» **DOCUMENT SECTION**
"""

May 25th, 2016
6:00pm - 8:00pm
Kohn Pedersen Fox
11 West 42nd Street, New York, NY, United States
Kate Ascher is a Partner at Buro Happold, where she leads the Cities Group. Her public sector work has involved overseeing major infrastructure and master planning projects for the New York metropolitan region, including a series of major waterfront projects. She is currently the Milstein Professor of Urban Development at Columbia University, where she teaches real estate, infrastructure and urban planning. She is also the author of several books on public infrastructure and the delivery of municipal services.
Margaret Newman is an Associate Principal at Arup. An architect and urban planner with over 25 years of experience, she has held key positions in public and municipal organizations, including Executive Director of the Municipal Arts Society in New York and Chief of Staff to Janette Sadik-Khan at the NYCDOT. She is also founding partner in Marren and Newman Architects, a multidisciplinary architecture and design firm.
Paolo Santi is a Research Scientist at MIT Senseable City Lab where he leads the MIT/Fraunhofer Ambient Mobility initiative, and is a Senior Research at the Istituto di Informatica e Telematica del CNR in Italy. His research interest is in the modeling and analysis of complex systems ranging from wireless multi hop networks to sensor and vehicular networks and, more recently, smart mobility and intelligent transportation systems.
Catherine Seavitt is an Associate Professor of Landscape Architecture at CUNY’s City College of New York and principal of Catherine Seavitt Studio. Her research focuses on design adaptation to sea level rise in urban coastal environments and explores novel landscape restoration practices given the dynamics of climate change. She co-authored the book On the Water: Palisade Bay, which served as the foundation for the 2010 exhibition Rising Currents at the Museum of Modern Art.
On May 25, the Urban Design Forum invited Kate Ascher, Partner at Buro Happold; Margaret Newman, Associate Principal at Arup; Paolo Santi, Research Scientist at MIT Senseable City Lab; and Catherine Seavitt, Principal of Catherine Seavitt Studio, to participate in our second roundtable on the future of transportation in New York City.

"""

» **GIVEN INFORMATION**
"""

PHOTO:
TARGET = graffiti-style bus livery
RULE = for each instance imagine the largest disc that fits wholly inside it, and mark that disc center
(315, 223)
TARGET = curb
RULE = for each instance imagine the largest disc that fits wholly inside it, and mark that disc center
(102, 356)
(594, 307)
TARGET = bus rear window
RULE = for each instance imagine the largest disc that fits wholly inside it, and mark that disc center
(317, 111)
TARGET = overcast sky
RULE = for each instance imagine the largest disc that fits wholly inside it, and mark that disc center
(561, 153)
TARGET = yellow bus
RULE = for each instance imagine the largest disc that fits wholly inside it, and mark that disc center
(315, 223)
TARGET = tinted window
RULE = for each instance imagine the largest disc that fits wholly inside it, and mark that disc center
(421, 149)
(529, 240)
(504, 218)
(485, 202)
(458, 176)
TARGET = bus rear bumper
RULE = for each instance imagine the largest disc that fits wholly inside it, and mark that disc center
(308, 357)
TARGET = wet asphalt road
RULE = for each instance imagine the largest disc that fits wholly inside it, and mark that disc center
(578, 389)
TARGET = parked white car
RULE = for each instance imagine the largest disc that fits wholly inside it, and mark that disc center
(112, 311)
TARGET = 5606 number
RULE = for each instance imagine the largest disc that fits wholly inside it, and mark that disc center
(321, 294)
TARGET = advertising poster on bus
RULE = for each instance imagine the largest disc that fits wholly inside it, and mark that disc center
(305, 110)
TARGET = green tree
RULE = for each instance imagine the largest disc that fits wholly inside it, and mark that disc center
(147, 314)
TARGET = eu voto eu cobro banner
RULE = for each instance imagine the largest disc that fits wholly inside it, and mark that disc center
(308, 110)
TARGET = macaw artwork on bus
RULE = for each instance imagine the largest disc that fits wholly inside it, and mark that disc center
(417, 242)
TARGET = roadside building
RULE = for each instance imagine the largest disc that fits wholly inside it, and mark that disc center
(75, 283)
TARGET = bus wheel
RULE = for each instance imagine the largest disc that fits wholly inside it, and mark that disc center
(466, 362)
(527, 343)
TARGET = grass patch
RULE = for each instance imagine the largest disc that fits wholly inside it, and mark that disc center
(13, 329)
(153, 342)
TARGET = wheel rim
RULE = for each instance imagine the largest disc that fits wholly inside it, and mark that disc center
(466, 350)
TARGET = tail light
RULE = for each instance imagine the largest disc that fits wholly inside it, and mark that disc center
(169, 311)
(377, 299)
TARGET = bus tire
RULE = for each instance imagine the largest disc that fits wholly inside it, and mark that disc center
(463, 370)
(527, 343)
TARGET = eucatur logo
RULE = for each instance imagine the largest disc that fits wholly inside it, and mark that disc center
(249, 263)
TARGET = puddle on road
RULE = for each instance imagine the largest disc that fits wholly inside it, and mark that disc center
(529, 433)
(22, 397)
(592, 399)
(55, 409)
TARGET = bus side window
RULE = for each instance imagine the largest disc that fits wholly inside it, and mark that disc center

"""

» **EXERCISE TASKS**
A. On the roundtable event page, what book did Catherine Seavitt co-author?
B. List every person the roundtable event page says the Urban Design Forum invited to its second roundtable.
C. Reproduce the roundtable event page word for word, starting at "Paolo Santi is" and ending at "intelligent transportation systems.".
The items have nothing to do with the roundtable event page.

» **TASK RESPONSES**
A. On the Water: Palisade Bay

B. Kate Ascher, Margaret Newman, Paolo Santi, Catherine Seavitt

C.
Paolo Santi is a Research Scientist at MIT Senseable City Lab where he leads the MIT/Fraunhofer Ambient Mobility initiative, and is a Senior Research at the Istituto di Informatica e Telematica del CNR in Italy. His research interest is in the modeling and analysis of complex systems ranging from wireless multi hop networks to sensor and vehicular networks and, more recently, smart mobility and intelligent transportation systems.